▸ WHAT TO DO
After locating the line that holds "locate the plastic basket in the photo above", transcribe it and each following line to the end of the records, changing nothing and adding nothing.

(Region pointing data)
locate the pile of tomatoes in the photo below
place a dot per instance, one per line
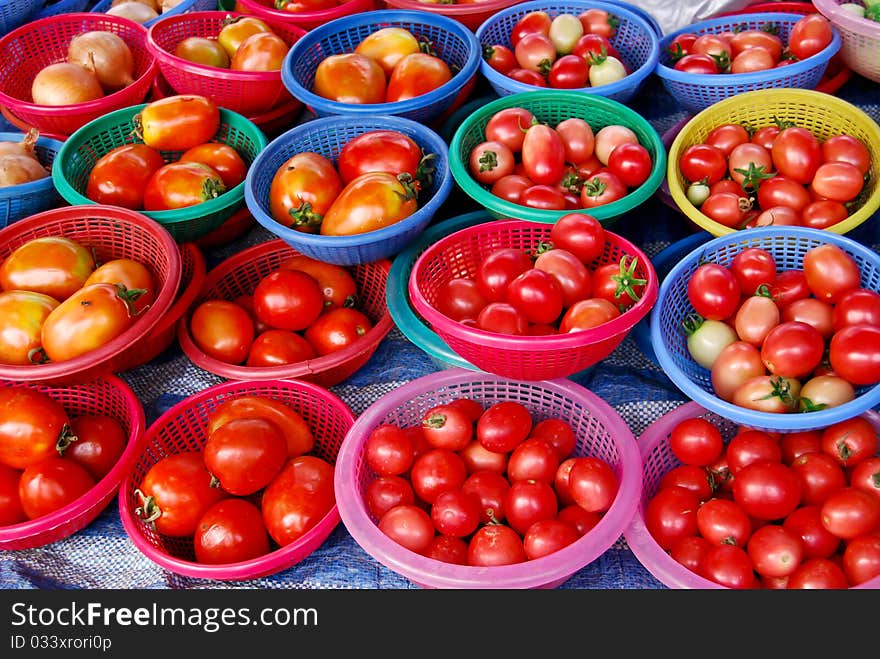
(797, 510)
(252, 483)
(49, 458)
(567, 51)
(561, 167)
(797, 340)
(749, 50)
(375, 182)
(475, 485)
(57, 303)
(779, 174)
(553, 289)
(136, 176)
(304, 309)
(390, 64)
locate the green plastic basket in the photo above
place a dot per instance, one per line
(551, 107)
(80, 152)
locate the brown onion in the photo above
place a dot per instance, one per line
(65, 83)
(107, 54)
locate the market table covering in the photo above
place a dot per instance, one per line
(102, 556)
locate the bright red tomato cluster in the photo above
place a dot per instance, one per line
(562, 167)
(796, 340)
(304, 309)
(475, 485)
(749, 50)
(797, 510)
(253, 482)
(49, 458)
(555, 289)
(567, 51)
(780, 174)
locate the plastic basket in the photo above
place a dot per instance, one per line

▸ EXERCISE RESULT
locate the plastic basket in the photo above
place a dot per instance, one per line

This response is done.